● Quoted passage
○ ○ ○ ○ ○

Since your fund invests across the size spectrum, it
significantly lagged the large-cap Standard & Poor's 500 Stock
Index over the last year. The fund also trailed the Lipper peer
group average, whose average market cap far exceeds that of New
America Growth Portfolio.
Performance Comparison
Periods Ended 6/30/97 6 Months 12 Months
New America
Growth Portfolio 8.94% 15.22%
S&P 500 20.61 34.70
Lipper Variable Annuity
Underlying Growth
Funds Average 13.57 23.63
Market Environment
Stock market investors have been treated to exemplary returns as
the backdrop for the market has been the best in years. The
economic expansion is in its seventh year and, after growing a
little too fast in the first quarter of 1997, seems to have
moderated its pace recently. Thus, we have an ideal environment
where the economy is growing fast enough to accommodate good
corporate earnings growth, yet slow enough to allay fears of an
impending inflationary surge. The U.S. inflation rate appears
benign, actually declining slightly in spite of a reasonably
tight job market. In Washington, the politicians are still
squabbling, but there appears to be movement by both parties
toward the middle of the political spectrum, at least on
economic issues. Both parties have agreed on capital gains tax
reduction. Meanwhile, the federal budget deficit has declined so
fast that extrapol-ating budget surpluses in the years ahead may
no longer be a fantastic notion. Globally, we are in the midst
of a relatively peaceful period in which capitalism and
democracy are ascendent. Consumer confidence is at record highs,
and individual investors continue to pour money into equity
mutual funds. Despite vibrant demand for equity offerings,
corporate stock buybacks and record merger and acquisition
activity are retiring stock as fast as it is issued.

○ ○ ○ ○ ○

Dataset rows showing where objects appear

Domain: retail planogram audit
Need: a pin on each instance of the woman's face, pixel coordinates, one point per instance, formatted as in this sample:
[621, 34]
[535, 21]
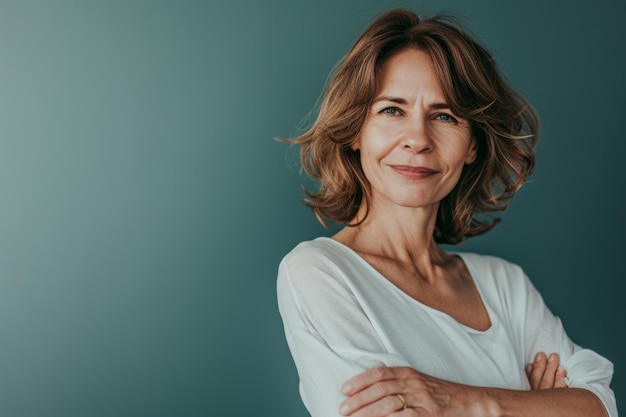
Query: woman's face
[412, 147]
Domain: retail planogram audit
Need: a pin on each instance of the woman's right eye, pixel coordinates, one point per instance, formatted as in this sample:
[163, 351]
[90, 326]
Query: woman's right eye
[391, 111]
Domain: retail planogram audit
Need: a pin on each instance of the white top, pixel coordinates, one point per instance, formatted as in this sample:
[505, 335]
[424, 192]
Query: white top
[341, 317]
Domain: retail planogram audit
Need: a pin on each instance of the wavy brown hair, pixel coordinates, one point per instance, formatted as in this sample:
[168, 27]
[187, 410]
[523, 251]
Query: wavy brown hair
[502, 122]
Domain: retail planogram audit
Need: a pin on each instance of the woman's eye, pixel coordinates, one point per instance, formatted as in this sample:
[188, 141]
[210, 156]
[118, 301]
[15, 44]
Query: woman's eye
[391, 111]
[444, 117]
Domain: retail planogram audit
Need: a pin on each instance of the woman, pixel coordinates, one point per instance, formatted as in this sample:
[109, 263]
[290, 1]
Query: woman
[418, 139]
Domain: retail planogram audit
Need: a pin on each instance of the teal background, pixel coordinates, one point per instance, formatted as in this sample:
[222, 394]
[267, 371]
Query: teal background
[144, 205]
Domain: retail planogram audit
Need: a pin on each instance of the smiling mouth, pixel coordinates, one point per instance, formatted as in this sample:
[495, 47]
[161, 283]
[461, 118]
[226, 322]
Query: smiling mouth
[414, 172]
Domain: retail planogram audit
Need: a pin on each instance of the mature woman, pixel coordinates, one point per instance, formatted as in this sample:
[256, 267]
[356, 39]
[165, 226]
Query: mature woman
[417, 141]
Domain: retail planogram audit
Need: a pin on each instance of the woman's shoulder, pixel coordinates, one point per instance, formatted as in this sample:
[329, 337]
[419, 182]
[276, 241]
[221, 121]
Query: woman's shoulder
[489, 262]
[316, 253]
[495, 271]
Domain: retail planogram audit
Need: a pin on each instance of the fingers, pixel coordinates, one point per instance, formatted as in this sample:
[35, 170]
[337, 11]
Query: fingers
[559, 379]
[378, 399]
[369, 377]
[537, 369]
[546, 372]
[376, 392]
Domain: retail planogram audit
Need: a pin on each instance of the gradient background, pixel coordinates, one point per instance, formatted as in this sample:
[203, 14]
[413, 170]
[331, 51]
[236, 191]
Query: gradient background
[144, 205]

○ ○ ○ ○ ○

● Set exercise
Copy the entire fund performance passage above word for word.

● Solved problem
Since your fund invests across the size spectrum, it
significantly lagged the large-cap Standard & Poor's 500 Stock
Index over the last year. The fund also trailed the Lipper peer
group average, whose average market cap far exceeds that of New
America Growth Portfolio.
Performance Comparison
Periods Ended 6/30/97 6 Months 12 Months
New America
Growth Portfolio 8.94% 15.22%
S&P 500 20.61 34.70
Lipper Variable Annuity
Underlying Growth
Funds Average 13.57 23.63
Market Environment
Stock market investors have been treated to exemplary returns as
the backdrop for the market has been the best in years. The
economic expansion is in its seventh year and, after growing a
little too fast in the first quarter of 1997, seems to have
moderated its pace recently. Thus, we have an ideal environment
where the economy is growing fast enough to accommodate good
corporate earnings growth, yet slow enough to allay fears of an
impending inflationary surge. The U.S. inflation rate appears
benign, actually declining slightly in spite of a reasonably
tight job market. In Washington, the politicians are still
squabbling, but there appears to be movement by both parties
toward the middle of the political spectrum, at least on
economic issues. Both parties have agreed on capital gains tax
reduction. Meanwhile, the federal budget deficit has declined so
fast that extrapol-ating budget surpluses in the years ahead may
no longer be a fantastic notion. Globally, we are in the midst
of a relatively peaceful period in which capitalism and
democracy are ascendent. Consumer confidence is at record highs,
and individual investors continue to pour money into equity
mutual funds. Despite vibrant demand for equity offerings,
corporate stock buybacks and record merger and acquisition
activity are retiring stock as fast as it is issued.